● Document passage:
• • •
We have made several attempts to execute ‘ROSE’ using the command line that was provided within the example.sh file (a file contained within the ROSE_DATA folder). This is the command line we used: python ROSE_main.py -g HG18 -i ./data/HG18_MM1S_MED1.gff -r ./data/MM1S_MED1.hg18.bwt.sorted.bam -c ./data/MM1S_WCE.hg18.bwt.sorted.bam -o example -s 12500 -t 2500

It looks like ‘ROSE’ starts to run nicely, it actually creates the ‘example’ output folder, which includes two subfolder: mappedGFF, and gff. The gff folder is also become populated by two output files: HG18_MM1S_MED1_12KB_STITCHED_TSS_DISTAL.gff and HG18_MM1S_MED1.gff - but then, according to the output summary appears on the screen it looks like the program accumulates 4 error messages: "TypeError: float() argument must be a string or a number" the program continues until it reaches to the lines: WAITING FOR MAPPING TO COMPLETE. ELAPSED TIME (MIN): 0 At this point the program seems to get stuck for long minutes without any change.
• • •
(Stored data entries)
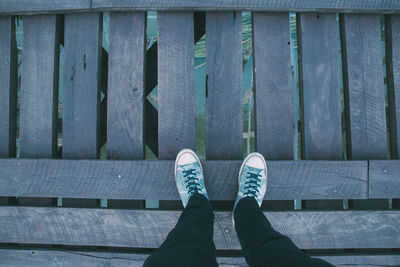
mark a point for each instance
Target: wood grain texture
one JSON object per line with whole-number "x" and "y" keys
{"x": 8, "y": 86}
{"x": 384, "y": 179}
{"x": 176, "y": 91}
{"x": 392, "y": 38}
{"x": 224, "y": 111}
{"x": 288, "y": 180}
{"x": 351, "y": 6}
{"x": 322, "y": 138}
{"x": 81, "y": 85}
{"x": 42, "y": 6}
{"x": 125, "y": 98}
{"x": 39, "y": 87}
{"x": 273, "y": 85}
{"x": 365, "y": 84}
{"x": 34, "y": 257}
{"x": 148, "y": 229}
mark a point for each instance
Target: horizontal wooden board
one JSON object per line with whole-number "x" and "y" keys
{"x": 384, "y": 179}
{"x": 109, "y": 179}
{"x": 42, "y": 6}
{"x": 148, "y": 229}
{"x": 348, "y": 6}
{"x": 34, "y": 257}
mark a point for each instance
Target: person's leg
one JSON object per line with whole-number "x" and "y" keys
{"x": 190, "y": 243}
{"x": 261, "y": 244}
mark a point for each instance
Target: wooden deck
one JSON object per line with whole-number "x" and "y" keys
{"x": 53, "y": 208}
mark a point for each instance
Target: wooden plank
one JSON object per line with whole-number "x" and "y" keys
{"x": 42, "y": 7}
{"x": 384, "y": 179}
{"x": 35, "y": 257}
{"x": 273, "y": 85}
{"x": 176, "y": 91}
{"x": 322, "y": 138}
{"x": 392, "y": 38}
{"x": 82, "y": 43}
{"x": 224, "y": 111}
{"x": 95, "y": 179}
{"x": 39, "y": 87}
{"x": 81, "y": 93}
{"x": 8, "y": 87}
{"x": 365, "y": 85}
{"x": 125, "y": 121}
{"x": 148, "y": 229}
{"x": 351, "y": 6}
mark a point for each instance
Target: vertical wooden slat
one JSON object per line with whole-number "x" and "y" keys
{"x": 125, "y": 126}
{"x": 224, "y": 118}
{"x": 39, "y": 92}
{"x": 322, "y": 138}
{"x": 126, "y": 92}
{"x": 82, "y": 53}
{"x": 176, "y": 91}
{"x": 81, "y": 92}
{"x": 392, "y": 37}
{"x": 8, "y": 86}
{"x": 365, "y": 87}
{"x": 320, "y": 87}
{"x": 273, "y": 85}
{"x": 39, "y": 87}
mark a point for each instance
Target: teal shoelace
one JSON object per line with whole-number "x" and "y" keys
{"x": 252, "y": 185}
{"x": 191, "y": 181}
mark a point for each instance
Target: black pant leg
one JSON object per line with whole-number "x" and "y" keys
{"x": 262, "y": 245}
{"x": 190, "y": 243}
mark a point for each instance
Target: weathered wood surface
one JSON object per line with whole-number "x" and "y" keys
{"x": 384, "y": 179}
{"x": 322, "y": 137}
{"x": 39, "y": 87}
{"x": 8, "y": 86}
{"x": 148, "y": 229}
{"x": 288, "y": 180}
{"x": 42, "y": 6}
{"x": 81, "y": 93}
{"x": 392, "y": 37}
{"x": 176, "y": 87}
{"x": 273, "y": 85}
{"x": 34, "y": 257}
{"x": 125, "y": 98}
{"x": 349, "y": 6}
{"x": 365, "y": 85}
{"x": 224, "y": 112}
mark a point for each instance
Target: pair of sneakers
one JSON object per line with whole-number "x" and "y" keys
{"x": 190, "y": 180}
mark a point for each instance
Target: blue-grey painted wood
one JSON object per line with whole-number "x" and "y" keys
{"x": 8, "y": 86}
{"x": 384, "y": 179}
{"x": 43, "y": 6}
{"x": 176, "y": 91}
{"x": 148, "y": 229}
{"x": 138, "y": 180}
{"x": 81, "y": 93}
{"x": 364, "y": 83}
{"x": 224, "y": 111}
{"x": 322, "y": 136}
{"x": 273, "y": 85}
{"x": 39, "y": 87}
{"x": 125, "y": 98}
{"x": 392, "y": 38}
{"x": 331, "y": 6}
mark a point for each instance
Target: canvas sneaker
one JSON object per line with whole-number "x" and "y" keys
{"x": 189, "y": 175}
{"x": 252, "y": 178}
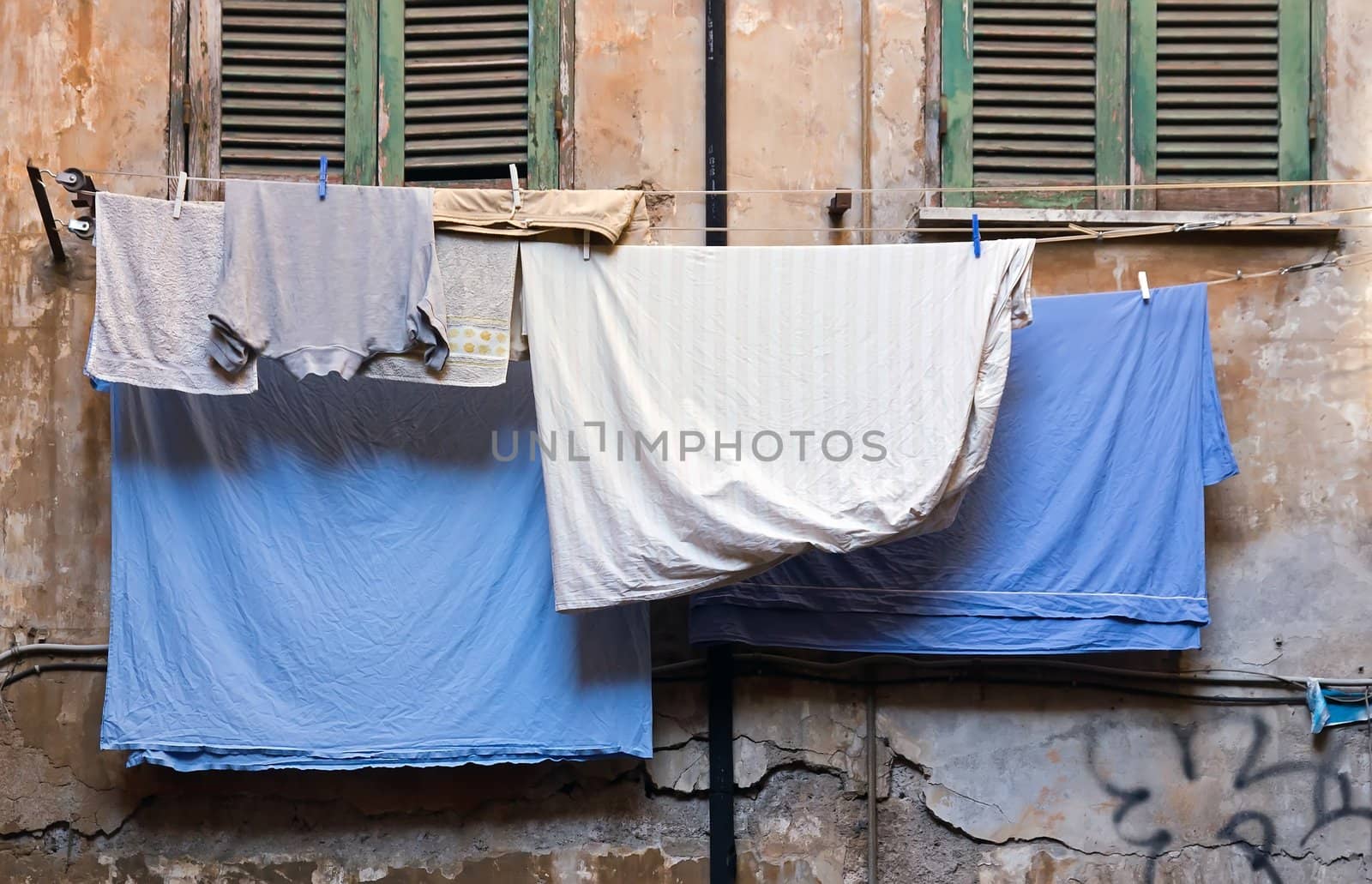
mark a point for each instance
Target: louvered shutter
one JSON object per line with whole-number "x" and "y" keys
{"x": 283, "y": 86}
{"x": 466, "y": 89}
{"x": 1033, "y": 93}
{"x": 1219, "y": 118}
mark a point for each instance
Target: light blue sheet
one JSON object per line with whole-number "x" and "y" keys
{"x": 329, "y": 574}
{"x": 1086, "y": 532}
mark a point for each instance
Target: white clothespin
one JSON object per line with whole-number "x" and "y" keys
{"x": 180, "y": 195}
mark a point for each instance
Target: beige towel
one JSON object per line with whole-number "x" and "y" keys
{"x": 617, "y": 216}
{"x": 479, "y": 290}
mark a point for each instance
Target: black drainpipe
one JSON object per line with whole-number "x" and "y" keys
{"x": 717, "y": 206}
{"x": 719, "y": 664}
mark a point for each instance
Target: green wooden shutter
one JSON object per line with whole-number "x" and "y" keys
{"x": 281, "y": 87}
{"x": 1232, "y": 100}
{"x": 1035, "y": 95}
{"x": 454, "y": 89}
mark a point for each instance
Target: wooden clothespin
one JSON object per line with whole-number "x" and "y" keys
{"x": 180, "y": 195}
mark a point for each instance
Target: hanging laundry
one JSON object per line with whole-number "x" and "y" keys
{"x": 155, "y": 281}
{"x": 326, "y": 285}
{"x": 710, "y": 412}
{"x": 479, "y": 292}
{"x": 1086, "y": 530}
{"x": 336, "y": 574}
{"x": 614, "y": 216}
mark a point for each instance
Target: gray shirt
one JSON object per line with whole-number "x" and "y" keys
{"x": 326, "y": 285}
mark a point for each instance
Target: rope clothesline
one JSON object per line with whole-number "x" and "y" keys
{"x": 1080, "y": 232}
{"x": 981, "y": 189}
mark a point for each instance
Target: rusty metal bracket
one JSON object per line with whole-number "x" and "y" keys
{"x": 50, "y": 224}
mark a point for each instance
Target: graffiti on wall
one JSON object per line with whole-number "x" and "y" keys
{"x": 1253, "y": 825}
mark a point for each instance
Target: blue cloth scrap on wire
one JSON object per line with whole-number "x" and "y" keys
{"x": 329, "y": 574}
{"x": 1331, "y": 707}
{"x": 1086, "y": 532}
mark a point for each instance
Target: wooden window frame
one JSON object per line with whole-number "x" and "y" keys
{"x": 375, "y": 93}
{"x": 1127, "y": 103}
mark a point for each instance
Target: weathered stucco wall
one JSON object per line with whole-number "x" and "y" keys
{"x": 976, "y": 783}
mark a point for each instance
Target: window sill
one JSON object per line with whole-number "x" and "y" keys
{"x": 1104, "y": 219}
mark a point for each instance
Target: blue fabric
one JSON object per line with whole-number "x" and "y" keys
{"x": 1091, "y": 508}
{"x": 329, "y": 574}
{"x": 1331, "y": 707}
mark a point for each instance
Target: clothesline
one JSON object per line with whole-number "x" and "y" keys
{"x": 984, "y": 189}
• • •
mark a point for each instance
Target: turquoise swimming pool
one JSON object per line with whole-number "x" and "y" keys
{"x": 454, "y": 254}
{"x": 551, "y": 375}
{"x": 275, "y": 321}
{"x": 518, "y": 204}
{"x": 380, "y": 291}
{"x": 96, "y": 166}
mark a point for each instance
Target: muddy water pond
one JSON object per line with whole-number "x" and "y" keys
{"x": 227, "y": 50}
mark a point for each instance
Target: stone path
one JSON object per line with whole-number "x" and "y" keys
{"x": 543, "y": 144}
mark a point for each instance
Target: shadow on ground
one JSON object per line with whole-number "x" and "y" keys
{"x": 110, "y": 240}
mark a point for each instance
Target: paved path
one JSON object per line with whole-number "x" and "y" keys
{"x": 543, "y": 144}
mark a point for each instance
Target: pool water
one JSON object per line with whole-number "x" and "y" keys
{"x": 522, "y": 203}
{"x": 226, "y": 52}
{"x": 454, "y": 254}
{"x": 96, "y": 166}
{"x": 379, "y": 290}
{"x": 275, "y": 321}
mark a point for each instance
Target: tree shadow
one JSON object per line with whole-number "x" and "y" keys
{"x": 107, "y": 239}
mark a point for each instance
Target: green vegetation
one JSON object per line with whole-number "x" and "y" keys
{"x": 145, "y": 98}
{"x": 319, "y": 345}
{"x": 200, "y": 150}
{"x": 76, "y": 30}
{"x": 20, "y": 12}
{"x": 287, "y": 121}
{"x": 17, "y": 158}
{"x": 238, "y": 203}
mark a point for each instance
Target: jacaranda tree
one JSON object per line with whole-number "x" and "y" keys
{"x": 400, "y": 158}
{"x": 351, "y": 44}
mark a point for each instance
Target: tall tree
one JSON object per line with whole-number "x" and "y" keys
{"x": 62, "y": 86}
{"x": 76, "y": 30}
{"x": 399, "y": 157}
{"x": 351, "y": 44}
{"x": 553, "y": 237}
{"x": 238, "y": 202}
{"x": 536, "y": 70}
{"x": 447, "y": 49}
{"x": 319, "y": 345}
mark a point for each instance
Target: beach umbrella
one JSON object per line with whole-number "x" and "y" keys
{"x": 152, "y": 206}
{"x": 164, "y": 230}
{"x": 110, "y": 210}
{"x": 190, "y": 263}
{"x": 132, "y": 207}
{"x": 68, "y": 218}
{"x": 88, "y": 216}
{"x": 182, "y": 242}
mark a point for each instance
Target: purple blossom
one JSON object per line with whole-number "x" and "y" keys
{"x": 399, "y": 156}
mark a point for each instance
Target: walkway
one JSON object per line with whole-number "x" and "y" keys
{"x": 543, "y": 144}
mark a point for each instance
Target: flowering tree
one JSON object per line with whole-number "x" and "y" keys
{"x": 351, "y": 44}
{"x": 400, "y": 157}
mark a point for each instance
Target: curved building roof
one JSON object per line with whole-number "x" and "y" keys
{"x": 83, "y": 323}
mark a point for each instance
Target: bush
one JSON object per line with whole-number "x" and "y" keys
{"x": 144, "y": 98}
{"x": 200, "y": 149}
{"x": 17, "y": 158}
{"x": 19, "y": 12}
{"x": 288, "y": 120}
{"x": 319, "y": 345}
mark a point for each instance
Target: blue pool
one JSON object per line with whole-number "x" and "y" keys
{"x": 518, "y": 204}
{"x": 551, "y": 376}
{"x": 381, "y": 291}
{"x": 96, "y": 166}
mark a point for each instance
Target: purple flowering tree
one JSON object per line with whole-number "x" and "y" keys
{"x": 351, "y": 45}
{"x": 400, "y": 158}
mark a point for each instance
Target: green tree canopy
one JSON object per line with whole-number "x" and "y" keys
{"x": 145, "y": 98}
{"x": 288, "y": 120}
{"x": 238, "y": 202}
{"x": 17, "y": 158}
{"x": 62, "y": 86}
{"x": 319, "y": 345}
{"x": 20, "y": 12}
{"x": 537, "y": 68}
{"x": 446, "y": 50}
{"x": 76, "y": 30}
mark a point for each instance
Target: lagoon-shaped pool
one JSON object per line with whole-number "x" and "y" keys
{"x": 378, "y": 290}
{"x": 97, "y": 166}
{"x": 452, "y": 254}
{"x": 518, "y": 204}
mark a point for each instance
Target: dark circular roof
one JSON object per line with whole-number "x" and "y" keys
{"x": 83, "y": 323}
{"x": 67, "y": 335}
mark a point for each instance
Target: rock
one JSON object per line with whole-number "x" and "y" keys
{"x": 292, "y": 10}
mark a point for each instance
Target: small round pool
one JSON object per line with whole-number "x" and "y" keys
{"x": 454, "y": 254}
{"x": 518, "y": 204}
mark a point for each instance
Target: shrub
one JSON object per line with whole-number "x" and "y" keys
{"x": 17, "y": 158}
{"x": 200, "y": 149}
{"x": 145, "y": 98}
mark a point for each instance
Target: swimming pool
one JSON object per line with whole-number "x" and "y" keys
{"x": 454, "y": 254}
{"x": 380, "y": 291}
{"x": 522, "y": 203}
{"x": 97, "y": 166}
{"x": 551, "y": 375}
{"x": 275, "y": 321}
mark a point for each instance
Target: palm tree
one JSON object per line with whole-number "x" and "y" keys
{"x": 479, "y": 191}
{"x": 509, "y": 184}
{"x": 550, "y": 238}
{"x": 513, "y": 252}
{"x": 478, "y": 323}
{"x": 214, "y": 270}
• • •
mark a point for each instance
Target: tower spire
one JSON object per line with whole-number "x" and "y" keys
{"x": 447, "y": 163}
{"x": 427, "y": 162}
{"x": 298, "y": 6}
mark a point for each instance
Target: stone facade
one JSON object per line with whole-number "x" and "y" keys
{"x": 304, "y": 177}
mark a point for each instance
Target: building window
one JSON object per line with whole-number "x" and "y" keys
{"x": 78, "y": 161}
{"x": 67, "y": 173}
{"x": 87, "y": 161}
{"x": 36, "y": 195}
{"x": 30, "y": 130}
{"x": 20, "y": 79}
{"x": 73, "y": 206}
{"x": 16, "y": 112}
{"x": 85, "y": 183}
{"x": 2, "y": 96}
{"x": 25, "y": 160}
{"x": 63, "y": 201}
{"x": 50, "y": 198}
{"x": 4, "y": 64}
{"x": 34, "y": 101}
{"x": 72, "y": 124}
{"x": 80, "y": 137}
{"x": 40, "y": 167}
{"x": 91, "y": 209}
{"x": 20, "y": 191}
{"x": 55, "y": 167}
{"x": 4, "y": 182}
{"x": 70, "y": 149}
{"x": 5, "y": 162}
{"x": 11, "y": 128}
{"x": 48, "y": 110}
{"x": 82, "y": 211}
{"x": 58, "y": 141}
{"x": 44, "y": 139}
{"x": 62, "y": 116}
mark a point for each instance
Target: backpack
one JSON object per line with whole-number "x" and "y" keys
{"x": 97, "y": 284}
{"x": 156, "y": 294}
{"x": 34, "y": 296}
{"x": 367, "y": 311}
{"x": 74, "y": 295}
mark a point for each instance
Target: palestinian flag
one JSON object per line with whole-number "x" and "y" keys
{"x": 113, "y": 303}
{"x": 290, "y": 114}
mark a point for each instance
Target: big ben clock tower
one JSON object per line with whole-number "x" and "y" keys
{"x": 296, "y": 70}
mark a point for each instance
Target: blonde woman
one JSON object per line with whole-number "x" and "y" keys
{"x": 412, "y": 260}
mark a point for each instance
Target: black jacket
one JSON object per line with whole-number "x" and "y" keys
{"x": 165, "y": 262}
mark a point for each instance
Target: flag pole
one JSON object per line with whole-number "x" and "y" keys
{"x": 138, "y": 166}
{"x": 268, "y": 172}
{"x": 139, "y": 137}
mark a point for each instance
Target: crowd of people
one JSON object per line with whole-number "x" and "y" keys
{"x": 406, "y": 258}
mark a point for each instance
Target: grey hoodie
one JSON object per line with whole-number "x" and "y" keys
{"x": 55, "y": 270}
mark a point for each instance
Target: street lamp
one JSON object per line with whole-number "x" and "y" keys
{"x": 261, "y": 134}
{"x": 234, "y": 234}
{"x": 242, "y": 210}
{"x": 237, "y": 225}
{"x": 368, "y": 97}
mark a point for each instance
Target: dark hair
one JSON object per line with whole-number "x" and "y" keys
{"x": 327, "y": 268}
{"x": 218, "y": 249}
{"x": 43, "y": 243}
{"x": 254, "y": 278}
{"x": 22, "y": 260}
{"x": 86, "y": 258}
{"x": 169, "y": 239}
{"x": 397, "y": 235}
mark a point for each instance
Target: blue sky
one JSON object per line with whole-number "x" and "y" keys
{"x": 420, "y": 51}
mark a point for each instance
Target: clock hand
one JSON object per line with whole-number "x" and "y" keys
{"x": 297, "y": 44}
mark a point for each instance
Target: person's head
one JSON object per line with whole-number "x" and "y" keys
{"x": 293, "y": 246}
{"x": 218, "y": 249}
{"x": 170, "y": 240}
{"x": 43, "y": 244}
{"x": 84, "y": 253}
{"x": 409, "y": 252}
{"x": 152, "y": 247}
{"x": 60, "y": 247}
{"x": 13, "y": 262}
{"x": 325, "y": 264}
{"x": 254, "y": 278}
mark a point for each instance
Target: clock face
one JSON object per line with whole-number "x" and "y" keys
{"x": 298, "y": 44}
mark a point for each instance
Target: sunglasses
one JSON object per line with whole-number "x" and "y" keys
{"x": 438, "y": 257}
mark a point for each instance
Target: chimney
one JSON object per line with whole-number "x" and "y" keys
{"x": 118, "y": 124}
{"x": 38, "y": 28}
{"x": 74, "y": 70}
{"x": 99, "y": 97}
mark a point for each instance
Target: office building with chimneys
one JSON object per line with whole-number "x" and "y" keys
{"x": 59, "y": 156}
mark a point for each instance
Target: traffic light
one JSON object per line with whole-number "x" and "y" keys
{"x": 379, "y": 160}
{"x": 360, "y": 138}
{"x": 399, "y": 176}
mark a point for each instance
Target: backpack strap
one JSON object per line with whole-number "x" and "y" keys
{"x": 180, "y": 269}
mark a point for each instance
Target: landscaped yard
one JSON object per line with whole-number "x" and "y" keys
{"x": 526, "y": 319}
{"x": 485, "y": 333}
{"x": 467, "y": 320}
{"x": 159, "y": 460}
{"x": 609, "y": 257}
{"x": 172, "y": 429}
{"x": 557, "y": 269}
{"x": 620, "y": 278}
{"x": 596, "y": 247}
• • •
● List of tasks:
[1] In the ROSE passage, what two subfolders does the "example" output folder include?
[2] Write out the ROSE passage word for word, starting at "It looks like ‘ROSE’" and ending at "without any change.".
[3] Carry the ROSE passage on from its last sentence.
The material above is separate from the ROSE passage.

● Answer set:
[1] mappedGFF and gff

[2]
It looks like ‘ROSE’ starts to run nicely, it actually creates the ‘example’ output folder, which includes two subfolder: mappedGFF, and gff. The gff folder is also become populated by two output files: HG18_MM1S_MED1_12KB_STITCHED_TSS_DISTAL.gff and HG18_MM1S_MED1.gff - but then, according to the output summary appears on the screen it looks like the program accumulates 4 error messages: "TypeError: float() argument must be a string or a number" the program continues until it reaches to the lines: WAITING FOR MAPPING TO COMPLETE. ELAPSED TIME (MIN): 0 At this point the program seems to get stuck for long minutes without any change.

[3]
By now we tried executing ROSE on Linux, Cygwin, and Mac (on Terminal) - but in all cases my output contained the 4 error messages: "TypeError: float() argument must be a string or a number"

Please advice what should we do in order to be able and execute a ROSE run using the example files provided with the 'example data for Rose’. Does the fact that we get the message: "TypeError: float() argument must be a string or a number” Is important at all?.. Or should we ignore it? Why does the program seems to be stuck after reaching the line: WAITING FOR MAPPING TO COMPLETE. ELAPSED TIME (MIN) ? What is the expected time frame in which ‘ROSE’ should complete analysis of the 'example data’? On our Unix server the program got stuck for more than 60 minutes without a change.

Thanks a lot in advance!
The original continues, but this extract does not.